• Records supplied:
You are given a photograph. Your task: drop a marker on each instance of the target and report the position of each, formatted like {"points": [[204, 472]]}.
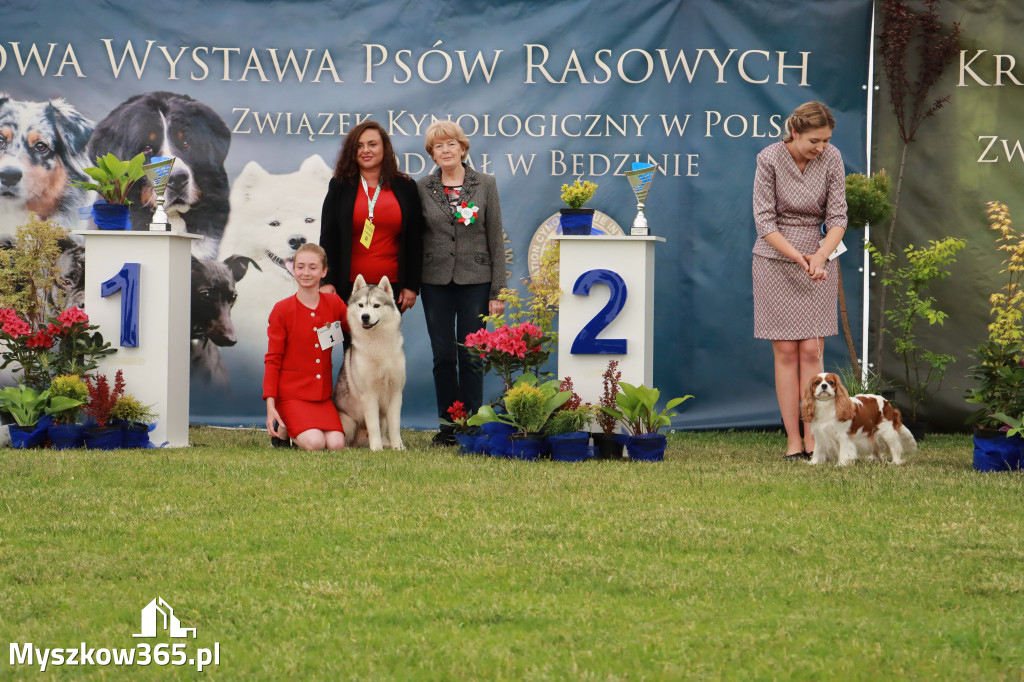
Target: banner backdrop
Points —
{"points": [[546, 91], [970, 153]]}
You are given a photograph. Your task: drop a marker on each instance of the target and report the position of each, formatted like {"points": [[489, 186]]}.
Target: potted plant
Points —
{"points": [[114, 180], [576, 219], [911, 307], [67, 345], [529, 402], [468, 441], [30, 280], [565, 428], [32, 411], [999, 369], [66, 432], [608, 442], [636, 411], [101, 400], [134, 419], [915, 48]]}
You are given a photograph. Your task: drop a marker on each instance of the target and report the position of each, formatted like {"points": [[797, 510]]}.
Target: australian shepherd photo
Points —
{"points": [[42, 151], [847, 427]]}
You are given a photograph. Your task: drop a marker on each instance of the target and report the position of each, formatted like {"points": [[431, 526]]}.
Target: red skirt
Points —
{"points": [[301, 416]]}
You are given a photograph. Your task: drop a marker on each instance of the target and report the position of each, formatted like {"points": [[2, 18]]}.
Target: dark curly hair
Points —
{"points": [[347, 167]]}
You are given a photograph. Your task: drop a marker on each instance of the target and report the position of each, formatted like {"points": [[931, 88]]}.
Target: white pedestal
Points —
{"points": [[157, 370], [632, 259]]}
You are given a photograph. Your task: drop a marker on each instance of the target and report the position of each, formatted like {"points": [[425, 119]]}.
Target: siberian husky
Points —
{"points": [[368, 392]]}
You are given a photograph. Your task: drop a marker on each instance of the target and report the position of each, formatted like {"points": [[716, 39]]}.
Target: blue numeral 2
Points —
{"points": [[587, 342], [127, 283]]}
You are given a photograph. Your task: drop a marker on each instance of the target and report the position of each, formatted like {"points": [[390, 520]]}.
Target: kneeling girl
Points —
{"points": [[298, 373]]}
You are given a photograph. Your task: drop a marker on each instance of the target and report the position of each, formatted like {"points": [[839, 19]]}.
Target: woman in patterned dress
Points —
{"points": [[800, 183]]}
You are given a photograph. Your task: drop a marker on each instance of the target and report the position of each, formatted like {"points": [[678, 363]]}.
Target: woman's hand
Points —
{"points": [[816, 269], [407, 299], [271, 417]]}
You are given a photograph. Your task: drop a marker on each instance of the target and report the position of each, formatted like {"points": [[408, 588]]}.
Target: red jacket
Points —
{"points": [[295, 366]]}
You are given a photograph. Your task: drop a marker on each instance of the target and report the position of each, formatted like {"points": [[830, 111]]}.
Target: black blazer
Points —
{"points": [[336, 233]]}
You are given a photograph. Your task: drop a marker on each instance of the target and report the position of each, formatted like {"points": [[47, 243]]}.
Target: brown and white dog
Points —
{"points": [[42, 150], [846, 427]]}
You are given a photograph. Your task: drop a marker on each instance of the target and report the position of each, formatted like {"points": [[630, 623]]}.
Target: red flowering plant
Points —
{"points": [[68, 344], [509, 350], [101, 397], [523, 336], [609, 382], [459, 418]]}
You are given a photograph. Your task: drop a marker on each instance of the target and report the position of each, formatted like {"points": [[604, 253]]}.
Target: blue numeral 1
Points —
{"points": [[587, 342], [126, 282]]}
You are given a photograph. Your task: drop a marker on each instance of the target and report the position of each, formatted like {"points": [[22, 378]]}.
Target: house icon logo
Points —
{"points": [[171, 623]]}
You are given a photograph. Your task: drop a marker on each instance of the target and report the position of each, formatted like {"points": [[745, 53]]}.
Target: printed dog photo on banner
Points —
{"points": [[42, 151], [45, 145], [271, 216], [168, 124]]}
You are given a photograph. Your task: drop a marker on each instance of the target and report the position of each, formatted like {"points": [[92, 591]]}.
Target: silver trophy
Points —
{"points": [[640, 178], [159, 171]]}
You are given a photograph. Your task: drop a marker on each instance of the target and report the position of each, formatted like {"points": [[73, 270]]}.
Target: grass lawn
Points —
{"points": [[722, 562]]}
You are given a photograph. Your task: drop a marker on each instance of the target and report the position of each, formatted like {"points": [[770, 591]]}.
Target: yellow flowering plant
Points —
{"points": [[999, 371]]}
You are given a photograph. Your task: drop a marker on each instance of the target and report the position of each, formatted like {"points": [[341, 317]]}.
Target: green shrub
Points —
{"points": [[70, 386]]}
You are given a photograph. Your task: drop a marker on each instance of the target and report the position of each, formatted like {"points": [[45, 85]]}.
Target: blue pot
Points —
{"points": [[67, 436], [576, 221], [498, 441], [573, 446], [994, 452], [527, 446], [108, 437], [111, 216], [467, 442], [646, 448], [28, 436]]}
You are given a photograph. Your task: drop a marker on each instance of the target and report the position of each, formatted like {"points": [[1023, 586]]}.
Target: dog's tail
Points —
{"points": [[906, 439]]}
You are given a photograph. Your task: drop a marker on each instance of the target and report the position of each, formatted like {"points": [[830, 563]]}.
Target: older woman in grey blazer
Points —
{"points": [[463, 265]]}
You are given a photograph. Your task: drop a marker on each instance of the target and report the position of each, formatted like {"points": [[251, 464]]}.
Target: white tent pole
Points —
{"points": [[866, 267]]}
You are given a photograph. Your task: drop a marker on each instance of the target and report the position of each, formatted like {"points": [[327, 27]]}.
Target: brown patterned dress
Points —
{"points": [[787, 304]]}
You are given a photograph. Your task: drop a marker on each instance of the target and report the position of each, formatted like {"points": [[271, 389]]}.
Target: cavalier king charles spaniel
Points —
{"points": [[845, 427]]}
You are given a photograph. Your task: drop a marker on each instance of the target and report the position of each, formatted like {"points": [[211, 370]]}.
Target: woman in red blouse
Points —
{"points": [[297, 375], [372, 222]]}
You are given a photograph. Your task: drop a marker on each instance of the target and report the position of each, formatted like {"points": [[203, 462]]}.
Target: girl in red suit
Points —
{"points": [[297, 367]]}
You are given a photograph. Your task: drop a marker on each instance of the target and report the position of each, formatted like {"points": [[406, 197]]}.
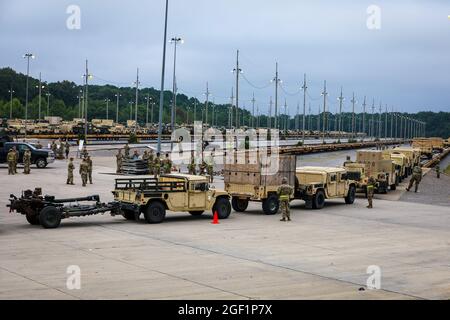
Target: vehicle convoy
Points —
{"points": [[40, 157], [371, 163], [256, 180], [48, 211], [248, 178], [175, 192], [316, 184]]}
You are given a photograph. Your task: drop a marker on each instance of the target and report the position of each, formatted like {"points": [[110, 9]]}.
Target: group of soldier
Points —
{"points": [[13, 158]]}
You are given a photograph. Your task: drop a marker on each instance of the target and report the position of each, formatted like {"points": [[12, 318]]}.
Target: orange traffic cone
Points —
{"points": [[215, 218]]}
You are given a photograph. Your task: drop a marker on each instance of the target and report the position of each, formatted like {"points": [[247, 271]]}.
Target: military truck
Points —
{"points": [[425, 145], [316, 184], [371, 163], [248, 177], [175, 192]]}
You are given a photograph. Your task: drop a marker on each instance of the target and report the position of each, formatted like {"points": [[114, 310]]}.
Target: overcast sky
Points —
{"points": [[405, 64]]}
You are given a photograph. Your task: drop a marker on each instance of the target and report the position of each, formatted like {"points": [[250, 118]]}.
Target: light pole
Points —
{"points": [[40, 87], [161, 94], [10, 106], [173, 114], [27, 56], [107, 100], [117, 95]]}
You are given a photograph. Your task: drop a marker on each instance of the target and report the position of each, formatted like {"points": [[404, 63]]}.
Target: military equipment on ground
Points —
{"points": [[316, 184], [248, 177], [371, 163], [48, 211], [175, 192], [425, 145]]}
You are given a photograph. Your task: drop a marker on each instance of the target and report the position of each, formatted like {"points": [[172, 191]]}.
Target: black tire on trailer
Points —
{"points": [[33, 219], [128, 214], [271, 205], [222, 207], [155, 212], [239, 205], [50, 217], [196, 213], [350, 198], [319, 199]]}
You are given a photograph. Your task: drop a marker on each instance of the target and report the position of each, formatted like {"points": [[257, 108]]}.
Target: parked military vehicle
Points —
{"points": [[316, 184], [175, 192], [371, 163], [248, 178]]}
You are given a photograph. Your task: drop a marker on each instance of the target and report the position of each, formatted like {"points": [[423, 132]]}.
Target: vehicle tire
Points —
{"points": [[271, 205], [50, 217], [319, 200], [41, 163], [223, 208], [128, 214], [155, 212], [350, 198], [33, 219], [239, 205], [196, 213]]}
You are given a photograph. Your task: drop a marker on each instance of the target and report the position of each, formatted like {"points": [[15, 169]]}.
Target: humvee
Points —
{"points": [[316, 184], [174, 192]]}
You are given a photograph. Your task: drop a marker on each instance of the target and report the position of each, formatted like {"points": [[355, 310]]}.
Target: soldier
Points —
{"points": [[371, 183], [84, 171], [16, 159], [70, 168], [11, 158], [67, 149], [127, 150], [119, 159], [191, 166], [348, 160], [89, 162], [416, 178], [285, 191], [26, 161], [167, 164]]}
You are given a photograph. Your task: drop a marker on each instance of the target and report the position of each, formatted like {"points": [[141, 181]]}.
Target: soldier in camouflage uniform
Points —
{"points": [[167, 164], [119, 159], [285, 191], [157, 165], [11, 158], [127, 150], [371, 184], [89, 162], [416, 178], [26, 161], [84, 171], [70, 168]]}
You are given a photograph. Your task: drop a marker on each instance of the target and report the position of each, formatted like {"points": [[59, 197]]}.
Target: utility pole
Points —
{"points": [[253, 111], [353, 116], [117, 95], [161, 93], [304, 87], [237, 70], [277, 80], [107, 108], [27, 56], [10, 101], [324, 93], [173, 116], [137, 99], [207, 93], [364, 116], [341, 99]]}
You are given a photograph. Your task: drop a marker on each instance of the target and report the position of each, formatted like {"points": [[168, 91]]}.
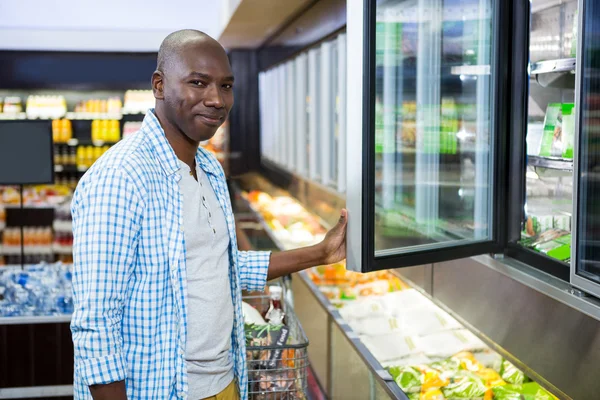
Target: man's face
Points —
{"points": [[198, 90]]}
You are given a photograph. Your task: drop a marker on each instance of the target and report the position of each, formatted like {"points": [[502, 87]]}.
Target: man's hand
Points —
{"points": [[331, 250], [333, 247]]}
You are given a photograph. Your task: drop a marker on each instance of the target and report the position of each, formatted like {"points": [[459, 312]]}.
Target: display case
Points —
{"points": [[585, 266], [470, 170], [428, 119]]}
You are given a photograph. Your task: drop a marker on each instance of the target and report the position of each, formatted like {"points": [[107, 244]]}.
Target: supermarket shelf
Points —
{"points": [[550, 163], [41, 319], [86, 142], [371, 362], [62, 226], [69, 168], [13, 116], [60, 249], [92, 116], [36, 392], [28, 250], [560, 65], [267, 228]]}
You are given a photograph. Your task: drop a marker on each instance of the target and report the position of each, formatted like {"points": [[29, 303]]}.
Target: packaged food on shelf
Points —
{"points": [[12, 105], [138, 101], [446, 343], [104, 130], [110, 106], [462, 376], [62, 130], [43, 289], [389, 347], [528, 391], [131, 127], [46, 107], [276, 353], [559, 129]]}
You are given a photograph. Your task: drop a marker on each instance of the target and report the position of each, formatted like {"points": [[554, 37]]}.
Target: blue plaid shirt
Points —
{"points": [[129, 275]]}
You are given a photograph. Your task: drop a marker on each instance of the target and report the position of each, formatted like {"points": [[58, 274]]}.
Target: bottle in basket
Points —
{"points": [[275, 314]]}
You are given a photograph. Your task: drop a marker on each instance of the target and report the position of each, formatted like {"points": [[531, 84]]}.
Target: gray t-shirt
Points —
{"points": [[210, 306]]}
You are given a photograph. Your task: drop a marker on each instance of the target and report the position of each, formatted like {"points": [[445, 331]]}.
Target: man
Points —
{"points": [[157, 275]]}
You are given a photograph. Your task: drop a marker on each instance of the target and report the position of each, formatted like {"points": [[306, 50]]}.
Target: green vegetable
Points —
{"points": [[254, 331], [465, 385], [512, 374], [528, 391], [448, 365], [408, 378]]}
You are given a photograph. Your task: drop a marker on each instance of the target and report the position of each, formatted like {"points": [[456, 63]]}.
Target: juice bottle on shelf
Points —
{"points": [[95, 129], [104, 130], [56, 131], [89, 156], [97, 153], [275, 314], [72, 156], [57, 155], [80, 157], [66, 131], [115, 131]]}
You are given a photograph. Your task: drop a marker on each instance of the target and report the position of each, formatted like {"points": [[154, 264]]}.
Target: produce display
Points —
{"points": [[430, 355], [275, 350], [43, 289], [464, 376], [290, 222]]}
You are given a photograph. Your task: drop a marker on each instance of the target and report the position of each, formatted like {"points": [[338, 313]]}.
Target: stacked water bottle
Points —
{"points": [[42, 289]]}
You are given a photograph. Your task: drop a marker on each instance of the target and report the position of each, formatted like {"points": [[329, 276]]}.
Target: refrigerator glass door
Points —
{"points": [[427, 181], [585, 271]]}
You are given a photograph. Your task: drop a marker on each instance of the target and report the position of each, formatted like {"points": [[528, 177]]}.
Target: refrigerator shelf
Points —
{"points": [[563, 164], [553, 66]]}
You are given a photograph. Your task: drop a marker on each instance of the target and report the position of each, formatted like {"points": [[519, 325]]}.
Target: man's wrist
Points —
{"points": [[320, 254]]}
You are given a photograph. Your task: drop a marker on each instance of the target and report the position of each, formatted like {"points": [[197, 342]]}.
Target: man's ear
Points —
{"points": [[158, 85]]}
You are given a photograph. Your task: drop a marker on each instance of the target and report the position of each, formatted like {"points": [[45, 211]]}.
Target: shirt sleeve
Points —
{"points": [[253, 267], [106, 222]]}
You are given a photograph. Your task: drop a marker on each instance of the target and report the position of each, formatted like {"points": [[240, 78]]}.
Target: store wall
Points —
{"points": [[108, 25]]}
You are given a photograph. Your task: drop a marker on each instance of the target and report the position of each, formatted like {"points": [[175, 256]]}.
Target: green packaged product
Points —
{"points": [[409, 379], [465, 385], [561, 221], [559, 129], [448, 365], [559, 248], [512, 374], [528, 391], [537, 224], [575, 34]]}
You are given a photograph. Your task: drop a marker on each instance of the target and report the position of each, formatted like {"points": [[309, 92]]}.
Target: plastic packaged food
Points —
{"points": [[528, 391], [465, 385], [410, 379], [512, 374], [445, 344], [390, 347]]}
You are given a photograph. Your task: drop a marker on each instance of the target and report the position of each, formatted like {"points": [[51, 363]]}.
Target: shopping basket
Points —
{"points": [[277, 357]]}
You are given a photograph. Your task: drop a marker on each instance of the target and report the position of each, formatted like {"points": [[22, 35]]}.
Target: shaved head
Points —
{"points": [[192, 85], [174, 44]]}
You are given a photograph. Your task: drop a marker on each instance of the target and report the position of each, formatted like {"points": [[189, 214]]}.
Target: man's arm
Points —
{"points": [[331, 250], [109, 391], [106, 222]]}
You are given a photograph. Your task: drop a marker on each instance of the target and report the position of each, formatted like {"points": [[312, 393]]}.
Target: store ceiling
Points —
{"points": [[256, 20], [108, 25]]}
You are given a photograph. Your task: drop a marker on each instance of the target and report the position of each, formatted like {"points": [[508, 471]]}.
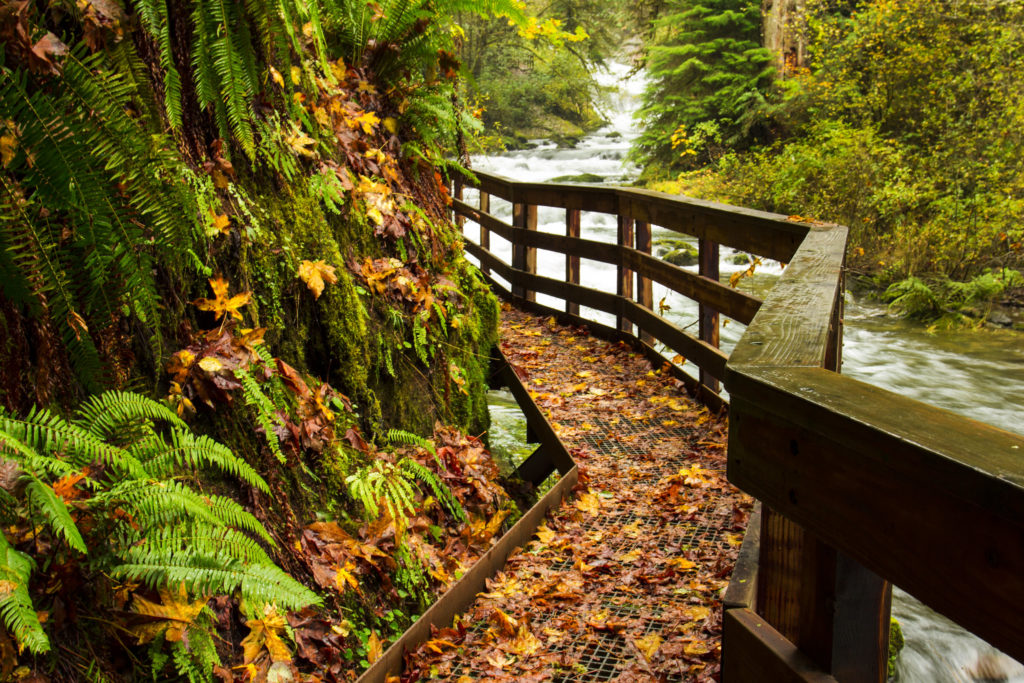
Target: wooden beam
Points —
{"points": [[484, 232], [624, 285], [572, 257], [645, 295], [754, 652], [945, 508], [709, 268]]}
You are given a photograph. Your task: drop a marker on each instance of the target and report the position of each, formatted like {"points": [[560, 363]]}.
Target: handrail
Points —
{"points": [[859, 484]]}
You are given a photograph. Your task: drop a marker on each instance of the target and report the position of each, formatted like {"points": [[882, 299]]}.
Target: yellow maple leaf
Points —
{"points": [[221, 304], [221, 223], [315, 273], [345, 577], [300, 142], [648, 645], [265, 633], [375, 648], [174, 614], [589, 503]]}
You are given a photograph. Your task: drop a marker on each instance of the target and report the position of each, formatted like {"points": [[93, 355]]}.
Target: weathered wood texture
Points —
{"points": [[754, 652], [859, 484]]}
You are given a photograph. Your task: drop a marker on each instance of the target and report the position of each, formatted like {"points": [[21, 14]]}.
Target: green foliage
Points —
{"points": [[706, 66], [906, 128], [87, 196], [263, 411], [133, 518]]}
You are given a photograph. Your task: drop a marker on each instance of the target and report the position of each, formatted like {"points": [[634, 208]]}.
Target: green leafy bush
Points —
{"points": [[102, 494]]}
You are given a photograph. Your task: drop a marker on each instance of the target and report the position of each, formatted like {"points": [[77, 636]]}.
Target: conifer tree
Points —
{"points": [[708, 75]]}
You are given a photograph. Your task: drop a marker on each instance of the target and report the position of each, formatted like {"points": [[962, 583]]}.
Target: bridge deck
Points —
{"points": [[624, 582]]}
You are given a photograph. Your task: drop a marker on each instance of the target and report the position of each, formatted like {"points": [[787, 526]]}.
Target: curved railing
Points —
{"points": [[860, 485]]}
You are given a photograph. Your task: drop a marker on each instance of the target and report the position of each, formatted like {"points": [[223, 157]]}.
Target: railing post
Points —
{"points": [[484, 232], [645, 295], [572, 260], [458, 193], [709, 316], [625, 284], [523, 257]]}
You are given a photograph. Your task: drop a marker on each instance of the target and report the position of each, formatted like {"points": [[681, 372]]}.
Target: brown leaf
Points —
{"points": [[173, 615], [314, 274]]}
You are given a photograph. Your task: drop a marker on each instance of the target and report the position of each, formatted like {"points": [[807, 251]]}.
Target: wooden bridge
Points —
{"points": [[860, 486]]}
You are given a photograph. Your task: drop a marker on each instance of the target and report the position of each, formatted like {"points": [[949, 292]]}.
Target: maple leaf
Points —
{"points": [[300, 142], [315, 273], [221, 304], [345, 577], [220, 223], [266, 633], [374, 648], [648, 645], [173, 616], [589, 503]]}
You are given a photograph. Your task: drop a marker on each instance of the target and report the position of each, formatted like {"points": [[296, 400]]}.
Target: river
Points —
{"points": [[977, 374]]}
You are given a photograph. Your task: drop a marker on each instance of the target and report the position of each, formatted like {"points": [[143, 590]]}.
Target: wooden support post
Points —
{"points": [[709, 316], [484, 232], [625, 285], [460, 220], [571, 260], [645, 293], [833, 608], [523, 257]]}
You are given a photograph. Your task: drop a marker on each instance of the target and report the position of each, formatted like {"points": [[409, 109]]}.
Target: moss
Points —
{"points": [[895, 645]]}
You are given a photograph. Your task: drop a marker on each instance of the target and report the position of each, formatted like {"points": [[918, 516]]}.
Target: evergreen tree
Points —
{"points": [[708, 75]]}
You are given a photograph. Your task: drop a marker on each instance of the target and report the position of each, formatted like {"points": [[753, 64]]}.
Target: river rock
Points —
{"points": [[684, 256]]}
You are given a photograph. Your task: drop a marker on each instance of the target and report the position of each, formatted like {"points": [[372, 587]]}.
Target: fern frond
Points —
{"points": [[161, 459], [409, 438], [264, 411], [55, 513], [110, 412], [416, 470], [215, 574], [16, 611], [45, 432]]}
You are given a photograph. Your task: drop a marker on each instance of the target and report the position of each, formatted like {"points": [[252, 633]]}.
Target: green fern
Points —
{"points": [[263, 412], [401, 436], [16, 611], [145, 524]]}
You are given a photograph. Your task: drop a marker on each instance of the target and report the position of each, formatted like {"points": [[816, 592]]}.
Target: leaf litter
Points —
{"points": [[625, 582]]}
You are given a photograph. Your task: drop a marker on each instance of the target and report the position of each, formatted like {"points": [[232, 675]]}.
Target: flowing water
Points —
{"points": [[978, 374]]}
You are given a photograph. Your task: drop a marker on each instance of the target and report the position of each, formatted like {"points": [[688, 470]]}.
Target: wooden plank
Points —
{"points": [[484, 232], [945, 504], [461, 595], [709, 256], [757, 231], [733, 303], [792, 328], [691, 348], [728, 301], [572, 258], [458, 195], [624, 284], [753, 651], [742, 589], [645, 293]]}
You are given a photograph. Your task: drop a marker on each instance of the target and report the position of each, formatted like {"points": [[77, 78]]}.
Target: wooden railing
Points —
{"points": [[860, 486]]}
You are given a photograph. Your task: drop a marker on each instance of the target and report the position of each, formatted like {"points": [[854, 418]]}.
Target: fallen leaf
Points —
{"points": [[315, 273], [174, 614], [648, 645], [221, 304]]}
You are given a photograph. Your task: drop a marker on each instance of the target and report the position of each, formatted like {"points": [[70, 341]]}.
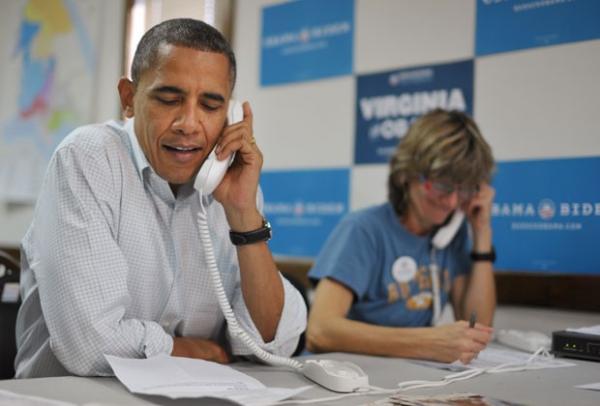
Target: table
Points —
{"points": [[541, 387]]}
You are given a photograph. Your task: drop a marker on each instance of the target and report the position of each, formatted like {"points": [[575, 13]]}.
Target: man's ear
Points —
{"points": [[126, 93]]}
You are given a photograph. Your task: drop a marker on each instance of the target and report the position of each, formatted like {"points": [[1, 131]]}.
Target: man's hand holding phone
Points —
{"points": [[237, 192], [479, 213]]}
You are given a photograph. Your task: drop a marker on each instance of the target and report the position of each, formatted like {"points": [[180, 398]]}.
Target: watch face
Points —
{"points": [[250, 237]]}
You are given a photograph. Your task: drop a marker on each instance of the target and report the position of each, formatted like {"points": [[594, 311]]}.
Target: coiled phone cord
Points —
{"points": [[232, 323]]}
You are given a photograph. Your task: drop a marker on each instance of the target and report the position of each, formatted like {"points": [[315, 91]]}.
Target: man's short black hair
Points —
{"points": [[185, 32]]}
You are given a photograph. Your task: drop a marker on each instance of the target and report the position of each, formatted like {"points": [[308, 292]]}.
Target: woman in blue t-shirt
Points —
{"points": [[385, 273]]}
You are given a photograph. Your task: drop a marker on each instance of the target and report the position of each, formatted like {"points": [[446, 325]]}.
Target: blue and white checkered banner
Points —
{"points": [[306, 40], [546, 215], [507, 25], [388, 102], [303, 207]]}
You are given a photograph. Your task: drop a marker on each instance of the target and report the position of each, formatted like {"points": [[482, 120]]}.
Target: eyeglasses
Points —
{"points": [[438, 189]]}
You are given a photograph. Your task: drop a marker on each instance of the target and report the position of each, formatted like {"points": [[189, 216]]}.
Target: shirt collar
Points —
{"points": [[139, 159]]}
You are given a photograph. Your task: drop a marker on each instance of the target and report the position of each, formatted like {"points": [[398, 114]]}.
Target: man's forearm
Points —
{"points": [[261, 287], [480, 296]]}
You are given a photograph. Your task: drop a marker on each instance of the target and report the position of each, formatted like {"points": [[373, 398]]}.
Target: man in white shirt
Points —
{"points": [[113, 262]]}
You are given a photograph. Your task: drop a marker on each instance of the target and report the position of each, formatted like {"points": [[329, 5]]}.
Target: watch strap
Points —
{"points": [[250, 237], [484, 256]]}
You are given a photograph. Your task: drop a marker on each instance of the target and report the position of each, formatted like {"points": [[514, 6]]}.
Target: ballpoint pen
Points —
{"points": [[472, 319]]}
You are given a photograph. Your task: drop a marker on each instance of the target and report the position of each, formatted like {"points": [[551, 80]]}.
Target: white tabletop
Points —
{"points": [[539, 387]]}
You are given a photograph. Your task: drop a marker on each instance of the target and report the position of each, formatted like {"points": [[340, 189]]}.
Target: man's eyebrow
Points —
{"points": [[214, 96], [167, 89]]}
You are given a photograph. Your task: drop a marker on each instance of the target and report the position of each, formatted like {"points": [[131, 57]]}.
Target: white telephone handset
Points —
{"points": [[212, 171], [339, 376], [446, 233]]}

• The task: What are the lines of the data above that include the string "wooden"? Copy them.

• Expected answer:
Target: wooden beam
Target: wooden bridge
Target: wooden support post
Target: wooden plank
Target: wooden railing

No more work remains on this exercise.